REQUIRED WORK
Reproduce all of the records with every occurrence of "oval airplane window" replaced by "aircraft cabin window" and all else unchanged. Omit the pictures.

* Begin TASK INPUTS *

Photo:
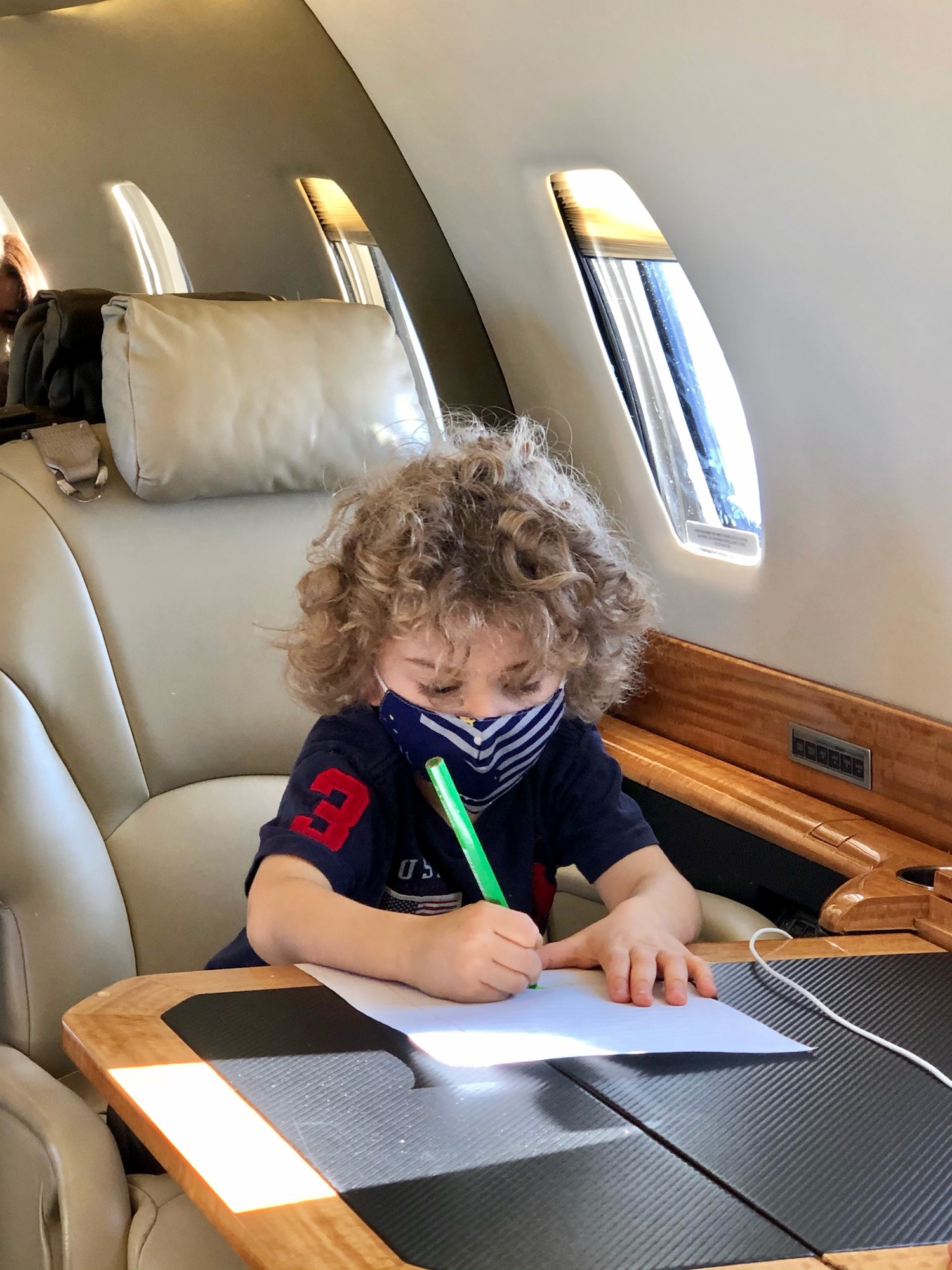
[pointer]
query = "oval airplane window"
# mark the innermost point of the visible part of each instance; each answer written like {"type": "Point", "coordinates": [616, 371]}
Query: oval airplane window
{"type": "Point", "coordinates": [366, 279]}
{"type": "Point", "coordinates": [671, 370]}
{"type": "Point", "coordinates": [159, 260]}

* End TASK INPUTS *

FULL ANSWER
Photo:
[pointer]
query = "aircraft cabin window"
# mark the innermost point of the visible part of each instance; each answer written like {"type": "Point", "coordinates": [616, 371]}
Query: aircraft cabin window
{"type": "Point", "coordinates": [366, 279]}
{"type": "Point", "coordinates": [671, 370]}
{"type": "Point", "coordinates": [159, 260]}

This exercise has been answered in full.